TASK INSTRUCTIONS: Rewrite the material below with every "Kindly" changed to "Please", keeping everything else the same.

- - -

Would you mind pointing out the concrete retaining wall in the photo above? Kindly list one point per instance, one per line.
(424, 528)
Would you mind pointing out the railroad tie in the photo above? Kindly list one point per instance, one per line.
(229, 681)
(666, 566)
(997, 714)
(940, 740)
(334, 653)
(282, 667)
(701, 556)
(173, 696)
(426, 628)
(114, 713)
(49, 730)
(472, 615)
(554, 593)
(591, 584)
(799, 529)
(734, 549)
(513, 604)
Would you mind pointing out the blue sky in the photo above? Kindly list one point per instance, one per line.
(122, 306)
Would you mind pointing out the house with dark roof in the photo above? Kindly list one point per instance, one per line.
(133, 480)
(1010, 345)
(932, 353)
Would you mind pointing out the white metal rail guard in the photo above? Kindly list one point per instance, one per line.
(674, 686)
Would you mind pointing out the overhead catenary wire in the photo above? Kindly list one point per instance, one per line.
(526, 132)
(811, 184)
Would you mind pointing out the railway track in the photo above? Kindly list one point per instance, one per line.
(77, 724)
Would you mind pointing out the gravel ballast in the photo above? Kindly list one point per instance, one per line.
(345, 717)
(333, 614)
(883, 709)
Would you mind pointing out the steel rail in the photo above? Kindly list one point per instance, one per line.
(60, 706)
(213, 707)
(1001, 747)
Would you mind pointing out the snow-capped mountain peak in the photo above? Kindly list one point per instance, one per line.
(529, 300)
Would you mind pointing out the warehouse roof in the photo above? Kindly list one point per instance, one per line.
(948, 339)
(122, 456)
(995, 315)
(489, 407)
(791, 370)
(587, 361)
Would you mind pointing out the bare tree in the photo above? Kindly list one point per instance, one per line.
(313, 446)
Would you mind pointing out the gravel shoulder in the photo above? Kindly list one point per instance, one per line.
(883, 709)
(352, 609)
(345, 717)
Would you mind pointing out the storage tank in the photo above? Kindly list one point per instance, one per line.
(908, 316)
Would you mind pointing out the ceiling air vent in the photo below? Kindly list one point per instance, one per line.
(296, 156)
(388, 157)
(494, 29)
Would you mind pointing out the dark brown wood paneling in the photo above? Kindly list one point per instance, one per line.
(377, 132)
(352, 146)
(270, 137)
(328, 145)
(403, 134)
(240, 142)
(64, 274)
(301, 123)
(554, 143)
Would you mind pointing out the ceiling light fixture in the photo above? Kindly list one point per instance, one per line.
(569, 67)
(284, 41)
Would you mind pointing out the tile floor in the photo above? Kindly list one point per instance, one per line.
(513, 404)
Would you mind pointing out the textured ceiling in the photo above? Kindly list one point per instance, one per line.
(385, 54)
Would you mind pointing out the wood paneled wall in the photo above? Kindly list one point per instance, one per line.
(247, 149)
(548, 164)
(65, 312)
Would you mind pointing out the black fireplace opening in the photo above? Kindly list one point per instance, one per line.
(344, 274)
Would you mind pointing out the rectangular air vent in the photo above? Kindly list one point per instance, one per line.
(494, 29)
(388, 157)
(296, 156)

- - -

TASK RESULT:
Would you mind pointing out the concrete retaining wall in the photo above? Please list one point per instance, one per line.
(424, 528)
Would you mind pointing out the railroad tie in the photo above? Please list one point per instance, one per line.
(229, 681)
(666, 566)
(997, 714)
(940, 740)
(334, 653)
(282, 667)
(701, 556)
(173, 696)
(426, 628)
(114, 713)
(49, 730)
(472, 615)
(554, 593)
(591, 584)
(799, 529)
(734, 549)
(513, 604)
Would you mind pointing out the blue sky in the photo above? Please list one point per instance, one per line.
(122, 306)
Would you mind pointing out the house with dark roof in the photo above? Please list one point per instance, one per line.
(133, 480)
(1010, 345)
(932, 353)
Would you mind pointing out the white metal rail guard in the photo above? Please list one point per instance, one per line.
(674, 686)
Would you mind pointing out the overhead catenary wire in the photo above? Please list one point per instance, one per line.
(526, 132)
(811, 184)
Would you mind pointing out the railway track in the photo above? Please list one point per instance, one per line.
(77, 724)
Would you mind pointing out the gravel ballast in the photo above? Please list one point per instance, one per line.
(345, 717)
(333, 614)
(883, 709)
Would you mind pointing out the steel rail in the photo above? Please list one point per instance, one per line.
(60, 706)
(213, 707)
(1001, 747)
Would you mind pointing out the snow-capped mountain peak in the photo above? Please list one point per instance, one per line.
(529, 300)
Would you mind pointing out the warehouse roof in the photo above? Please list one point per instance, one per line.
(948, 339)
(122, 456)
(995, 315)
(489, 407)
(791, 370)
(587, 361)
Would you mind pointing out the bare tree in the photo above? Please list one point per instance, one per line.
(313, 446)
Would you mind pointing out the gravel shoulder in the photo above? Please list one point per instance, one per line.
(883, 709)
(352, 609)
(345, 717)
Would you mind pointing out the storage tank in the photo above? Please list one point per instance, one per line.
(908, 316)
Would you mind pointing out the ceiling air vent in the photo below? Please list one point per instance, one per line.
(296, 156)
(388, 157)
(494, 29)
Would you mind pointing out the dark brown wood paneling in the photo above? Please list one point per instance, one per line.
(377, 132)
(352, 146)
(270, 137)
(328, 145)
(403, 134)
(240, 142)
(64, 274)
(301, 123)
(554, 143)
Would you mind pointing out the ceiling light fixture in the photo above? Please list one point per instance, one per line.
(569, 67)
(284, 41)
Would you mind pointing out the tile floor in the photo above? Please list one point per instance, one per line.
(513, 404)
Would you mind pointing out the textured ceiling in the photo above? Please list one point per instance, one per line.
(385, 54)
Would you mind pointing out the wood paneled wall in the photo above? Please list one point per instance, one per line.
(247, 149)
(548, 164)
(65, 312)
Would you mind pointing out the black fireplace opening in the photo above? Please list one point per instance, one per line.
(344, 274)
Would you mind pointing out the rectangular air vent in the photo above? Please list one point per instance, one per line.
(494, 29)
(388, 157)
(296, 156)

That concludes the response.